# [Input records]
____

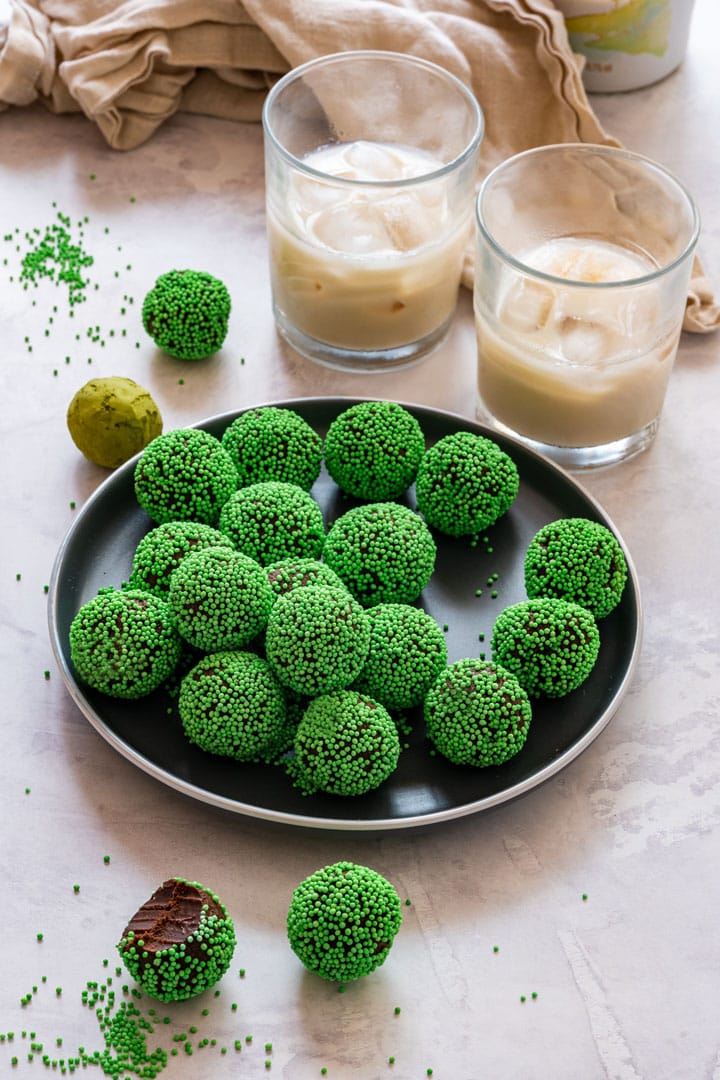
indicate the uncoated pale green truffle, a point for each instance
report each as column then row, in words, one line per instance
column 477, row 713
column 372, row 450
column 342, row 921
column 179, row 943
column 162, row 550
column 549, row 645
column 288, row 574
column 465, row 482
column 345, row 744
column 383, row 552
column 274, row 443
column 574, row 558
column 124, row 643
column 232, row 704
column 273, row 521
column 407, row 652
column 112, row 419
column 316, row 639
column 185, row 475
column 186, row 313
column 220, row 598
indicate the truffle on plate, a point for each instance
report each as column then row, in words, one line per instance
column 345, row 744
column 271, row 521
column 185, row 475
column 274, row 443
column 407, row 652
column 179, row 943
column 316, row 639
column 112, row 419
column 549, row 645
column 465, row 482
column 383, row 552
column 186, row 313
column 288, row 574
column 575, row 558
column 161, row 551
column 220, row 598
column 372, row 449
column 124, row 643
column 232, row 704
column 477, row 713
column 342, row 921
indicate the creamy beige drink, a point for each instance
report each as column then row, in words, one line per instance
column 366, row 266
column 575, row 366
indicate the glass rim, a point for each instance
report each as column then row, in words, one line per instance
column 384, row 55
column 598, row 149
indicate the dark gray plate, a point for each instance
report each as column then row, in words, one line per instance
column 98, row 550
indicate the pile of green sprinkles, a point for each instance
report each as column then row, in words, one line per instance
column 56, row 254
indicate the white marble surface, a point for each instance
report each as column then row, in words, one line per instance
column 627, row 981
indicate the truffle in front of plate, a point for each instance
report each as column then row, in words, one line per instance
column 477, row 714
column 465, row 482
column 345, row 744
column 407, row 652
column 232, row 704
column 372, row 449
column 186, row 313
column 342, row 921
column 161, row 551
column 316, row 639
column 288, row 574
column 179, row 943
column 549, row 645
column 220, row 598
column 185, row 475
column 574, row 558
column 274, row 443
column 273, row 521
column 112, row 419
column 124, row 643
column 383, row 552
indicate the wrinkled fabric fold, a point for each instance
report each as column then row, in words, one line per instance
column 130, row 65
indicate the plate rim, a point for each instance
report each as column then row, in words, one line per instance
column 344, row 824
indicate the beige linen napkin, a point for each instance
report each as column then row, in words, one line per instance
column 128, row 65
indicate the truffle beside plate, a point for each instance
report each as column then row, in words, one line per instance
column 424, row 790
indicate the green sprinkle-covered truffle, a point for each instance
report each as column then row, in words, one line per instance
column 220, row 598
column 342, row 921
column 112, row 419
column 290, row 574
column 273, row 521
column 551, row 645
column 465, row 483
column 124, row 643
column 186, row 313
column 161, row 551
column 317, row 639
column 179, row 942
column 575, row 558
column 372, row 450
column 345, row 744
column 185, row 475
column 477, row 714
column 383, row 552
column 232, row 704
column 272, row 443
column 407, row 653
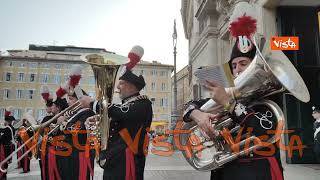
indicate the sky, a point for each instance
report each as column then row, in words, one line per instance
column 116, row 25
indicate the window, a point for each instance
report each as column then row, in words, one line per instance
column 45, row 65
column 32, row 77
column 41, row 113
column 8, row 76
column 45, row 78
column 92, row 94
column 30, row 94
column 92, row 80
column 163, row 73
column 58, row 66
column 163, row 102
column 7, row 94
column 9, row 63
column 163, row 117
column 17, row 113
column 153, row 100
column 21, row 64
column 163, row 87
column 1, row 113
column 153, row 72
column 33, row 65
column 144, row 88
column 56, row 79
column 20, row 77
column 153, row 86
column 19, row 94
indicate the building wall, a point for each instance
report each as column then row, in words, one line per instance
column 183, row 89
column 29, row 70
column 206, row 25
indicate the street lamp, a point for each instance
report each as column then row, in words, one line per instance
column 174, row 110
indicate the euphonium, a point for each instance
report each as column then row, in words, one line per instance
column 105, row 68
column 270, row 72
column 38, row 128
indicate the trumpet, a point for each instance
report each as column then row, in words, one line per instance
column 68, row 112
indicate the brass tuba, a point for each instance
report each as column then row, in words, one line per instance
column 270, row 72
column 105, row 68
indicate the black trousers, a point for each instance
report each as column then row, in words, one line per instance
column 248, row 170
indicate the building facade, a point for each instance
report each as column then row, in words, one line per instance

____

# [How to complete this task]
With the images excluded, reproduce the data above precisely as written.

# [Result]
indicate the uncoated pale green truffle, a point for each instance
report each as column then row, in words, one line per instance
column 477, row 713
column 372, row 450
column 342, row 921
column 179, row 943
column 162, row 550
column 549, row 645
column 288, row 574
column 465, row 482
column 345, row 744
column 383, row 552
column 274, row 443
column 574, row 558
column 124, row 643
column 232, row 704
column 273, row 521
column 407, row 652
column 112, row 419
column 316, row 639
column 185, row 475
column 186, row 313
column 220, row 598
indicate the truffle on plate, a point for each instance
report each as column then row, in words, one line per instance
column 345, row 744
column 271, row 521
column 185, row 475
column 274, row 443
column 407, row 652
column 179, row 943
column 316, row 639
column 112, row 419
column 549, row 645
column 465, row 482
column 383, row 552
column 186, row 313
column 288, row 574
column 575, row 558
column 161, row 551
column 220, row 598
column 372, row 449
column 124, row 643
column 232, row 704
column 477, row 713
column 342, row 921
indicate the creamy beige drink, a point for each instance
report each as column then row, in words, one line per instance
column 366, row 266
column 575, row 366
indicate the glass rim, a point for each instance
report each as column then row, in words, one line per instance
column 384, row 55
column 598, row 149
indicate the dark gray plate, a point for each instance
report each as column then row, in words, one line per instance
column 98, row 550
indicate the pile of green sprinkles, a point for each instance
report each as column then row, in words, one line per instance
column 56, row 254
indicate the white marble surface, a point for each instance
report each as column then row, in words, one line per instance
column 627, row 981
indicate the truffle in front of plate, a point for each instance
report each as column then row, in words, one line per instance
column 477, row 714
column 465, row 482
column 345, row 744
column 407, row 652
column 232, row 704
column 372, row 449
column 186, row 313
column 342, row 921
column 161, row 551
column 316, row 639
column 288, row 574
column 179, row 943
column 549, row 645
column 220, row 598
column 185, row 475
column 574, row 558
column 274, row 443
column 273, row 521
column 112, row 419
column 124, row 643
column 383, row 552
indicate the wrinkled fabric fold, a point for each instance
report each as column then row, in words, one line per instance
column 130, row 65
indicate the plate rim, a point for each instance
report each as column then row, in words, one line per instance
column 344, row 824
indicate the beige linen napkin, a point for each instance
report each as column then row, in words, one line per instance
column 128, row 65
indicate the truffle beside plate, a point for each instance
report each as column then row, in words, one line per instance
column 424, row 790
indicate the green sprinkle-covered truffle, a point for each instance
report each as column then row, in words, one line per instance
column 220, row 598
column 342, row 921
column 112, row 419
column 290, row 574
column 273, row 521
column 551, row 645
column 465, row 483
column 124, row 643
column 186, row 313
column 161, row 551
column 317, row 639
column 179, row 942
column 575, row 558
column 372, row 450
column 345, row 744
column 185, row 475
column 477, row 714
column 383, row 552
column 232, row 704
column 272, row 443
column 407, row 653
indicate the sky, a point for each instance
report each as column then row, in words, one line per instance
column 116, row 25
indicate the window, a point for each instance
report each as column then row, in words, one line per instance
column 45, row 65
column 32, row 77
column 41, row 113
column 8, row 76
column 45, row 78
column 92, row 94
column 30, row 94
column 92, row 80
column 163, row 73
column 58, row 66
column 163, row 102
column 7, row 94
column 9, row 63
column 163, row 117
column 17, row 113
column 153, row 100
column 21, row 64
column 163, row 87
column 1, row 113
column 153, row 72
column 33, row 65
column 144, row 88
column 56, row 79
column 20, row 77
column 153, row 86
column 19, row 94
indicate the building wall, a point for each instance
report each as column then row, in words, one line per instance
column 183, row 89
column 29, row 70
column 206, row 25
indicate the street lamp, a point for each instance
report each as column then row, in words, one line per instance
column 174, row 110
indicate the euphonium, a point for each instance
report each as column then row, in words, one line per instance
column 105, row 68
column 270, row 72
column 38, row 128
indicate the trumpet, a point for each instance
report each as column then row, in words, one line per instance
column 68, row 112
indicate the brass tuba, a point for each instance
report each as column then row, in words, one line per instance
column 270, row 72
column 105, row 68
indicate the black trousers, a point for each instance
report each as column then row, in words, one line per instance
column 248, row 170
indicate the building facade, a point for each instance
report each as column then row, in words, one line per instance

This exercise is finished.